EXERCISE ▸
Reproduce the part of the passage on Spain's conduct in Mexico starting at "The national feeling" and ending at "with the French.", substituting "Latin America" for "Spanish America".

GIVEN PASSAGE ▸

◇ ◇ ◇ ◇ ◇ ◇ ◇

On the occasion referred to I informed Mr. Calderon that I was still without instructions from you, written since the embarcation of the Spanish troops from Vera Cruz for the Habana could have been known in Washington. I ventured little, however, in saying that my government would regard that conduct of the general in command as a high proof of the loyalty and good faith with which the government of Spain had proceeded in this business. I was of opinion also that, at the height the pretensions of France had reached in Mexico, it was the best possible termination of Spanish participation in the affair. It hardly comported with the dignity, certainly not with good policy on the part of Spain, to march in second line after the French in Mexico, even if there had been no previous obligations to be regarded; but the stipulations of the treaty of London, offered also to the United States for their co-operation, and the repeated declarations of Mr. Calderon to myself, certainly forbade Spain to engage in the project now openly avowed by the French agents of putting the Archduke Maximilian on the throne of Mexico. I was aware that it must have been a delicate matter for Spain to break with France in this affair, but it was better now than later, and the vigorous action of the Spanish general and plenipotentiary at the critical moment when it was exerted had left the French so evidently in the wrong and placed Spain so boldly in the right that I had little fear of any serious complication for Spain with the government of the Emperor. His imperial Majesty was too sagacious a statesman and too mindful of the public opinion of the world to pursue Spain on such ground.

I thought to interpret faithfully the public sentiment of America in assuring Mr. Calderon it would be decided and even enthusiastic in favor of the highly honorable conduct of Spain. And I did not confine my remarks to the United States; I had myself made a campaign in Mexico and had seen something of that people, knew something of the ideas which prevailed among them, something of what would be their probable feelings and sentiments in view of the events which were passing among them.

The national feeling of Mexico would be strongly roused by the attitude now taken by the representatives of France, and the government of President Juarez would never have been so strong and well supported in Mexico as now when its existence was threatened from abroad.

If the Spanish government had before been looked upon with prejudice or enmity in Mexico, which was in fact true, I had no doubt it would hereafter be treated with respect and perhaps with affection. The effect of the

recent conduct of Spain in Mexico would not be to lessen, but in all probability to increase her influence in all Spanish America, and open for her facilities for arranging her questions pending with those independent states such as she might never have obtained if her military expedition had continued its course with the French.

◇ ◇ ◇ ◇ ◇ ◇ ◇

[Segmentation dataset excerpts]
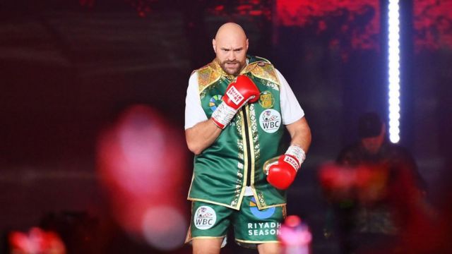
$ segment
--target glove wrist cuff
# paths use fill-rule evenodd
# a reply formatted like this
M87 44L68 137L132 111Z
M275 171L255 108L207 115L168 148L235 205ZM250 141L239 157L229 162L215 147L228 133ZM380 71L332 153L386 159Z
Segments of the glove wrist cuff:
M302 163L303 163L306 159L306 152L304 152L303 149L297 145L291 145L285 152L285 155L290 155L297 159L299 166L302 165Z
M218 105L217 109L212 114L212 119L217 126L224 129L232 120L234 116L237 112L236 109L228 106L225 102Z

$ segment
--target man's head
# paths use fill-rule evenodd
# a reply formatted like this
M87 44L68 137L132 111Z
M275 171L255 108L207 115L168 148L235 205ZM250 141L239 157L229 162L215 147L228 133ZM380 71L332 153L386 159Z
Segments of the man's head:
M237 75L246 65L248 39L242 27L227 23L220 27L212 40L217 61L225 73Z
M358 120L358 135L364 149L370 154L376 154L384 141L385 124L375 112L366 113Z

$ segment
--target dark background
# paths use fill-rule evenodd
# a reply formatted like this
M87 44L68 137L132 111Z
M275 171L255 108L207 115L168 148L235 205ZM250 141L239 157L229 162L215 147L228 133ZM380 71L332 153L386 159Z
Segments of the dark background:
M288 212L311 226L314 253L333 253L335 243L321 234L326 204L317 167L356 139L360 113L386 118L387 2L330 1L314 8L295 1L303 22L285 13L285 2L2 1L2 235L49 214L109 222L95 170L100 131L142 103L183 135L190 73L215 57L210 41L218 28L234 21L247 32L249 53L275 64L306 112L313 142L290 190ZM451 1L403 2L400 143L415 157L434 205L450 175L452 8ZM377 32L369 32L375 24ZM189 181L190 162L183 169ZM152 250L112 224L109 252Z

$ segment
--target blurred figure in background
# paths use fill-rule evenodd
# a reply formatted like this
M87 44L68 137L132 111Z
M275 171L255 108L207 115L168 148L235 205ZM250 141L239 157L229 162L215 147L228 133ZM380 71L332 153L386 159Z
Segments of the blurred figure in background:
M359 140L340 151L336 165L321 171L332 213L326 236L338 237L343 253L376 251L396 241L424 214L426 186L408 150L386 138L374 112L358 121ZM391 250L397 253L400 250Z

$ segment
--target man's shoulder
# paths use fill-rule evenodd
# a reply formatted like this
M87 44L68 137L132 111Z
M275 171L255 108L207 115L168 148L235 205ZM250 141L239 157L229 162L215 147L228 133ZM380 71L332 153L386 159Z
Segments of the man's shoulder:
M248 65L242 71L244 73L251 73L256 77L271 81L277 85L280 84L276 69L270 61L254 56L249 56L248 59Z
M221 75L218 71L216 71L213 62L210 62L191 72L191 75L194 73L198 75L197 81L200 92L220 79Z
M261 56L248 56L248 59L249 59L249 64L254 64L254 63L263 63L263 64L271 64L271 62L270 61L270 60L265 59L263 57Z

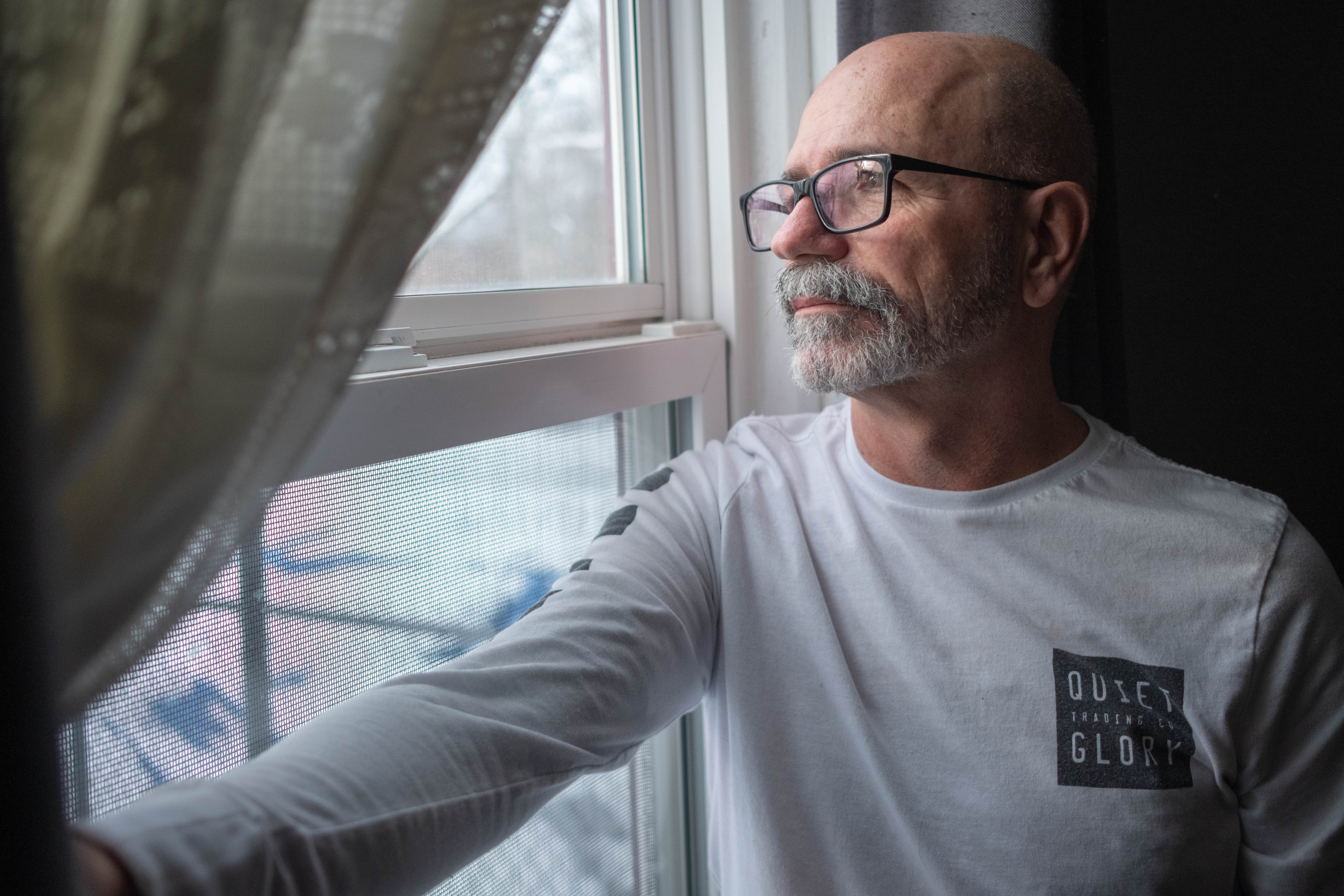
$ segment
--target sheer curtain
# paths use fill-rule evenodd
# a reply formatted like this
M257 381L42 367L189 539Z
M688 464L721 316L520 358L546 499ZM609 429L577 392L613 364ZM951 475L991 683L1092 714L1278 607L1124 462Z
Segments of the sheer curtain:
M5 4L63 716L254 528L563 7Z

◇ ◇ ◇ ◇ ◇ ◇ ◇

EXERCISE OUTPUT ▸
The national feeling of Mexico would be strongly roused by the attitude now taken by the representatives of France, and the government of President Juarez would never have been so strong and well supported in Mexico as now when its existence was threatened from abroad.

If the Spanish government had before been looked upon with prejudice or enmity in Mexico, which was in fact true, I had no doubt it would hereafter be treated with respect and perhaps with affection. The effect of the

recent conduct of Spain in Mexico would not be to lessen, but in all probability to increase her influence in all Latin America, and open for her facilities for arranging her questions pending with those independent states such as she might never have obtained if her military expedition had continued its course with the French.